BEGIN

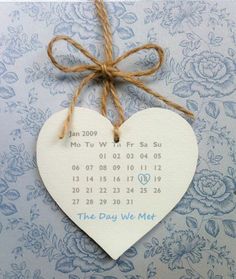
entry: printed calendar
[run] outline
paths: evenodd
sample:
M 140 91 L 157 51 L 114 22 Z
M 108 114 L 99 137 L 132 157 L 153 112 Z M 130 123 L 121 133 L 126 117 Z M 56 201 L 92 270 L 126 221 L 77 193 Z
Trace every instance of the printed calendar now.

END

EXERCISE PROMPT:
What is needed here is each line above set down word for word, minus the images.

WRITTEN SOLUTION:
entry: printed calendar
[run] outline
paths: evenodd
sample:
M 140 91 L 157 51 L 114 22 Z
M 108 114 L 99 137 L 132 157 L 153 112 Z M 130 123 L 121 133 L 126 117 Z M 56 201 L 92 270 L 126 221 L 77 193 Z
Trace every instance of the printed calendar now.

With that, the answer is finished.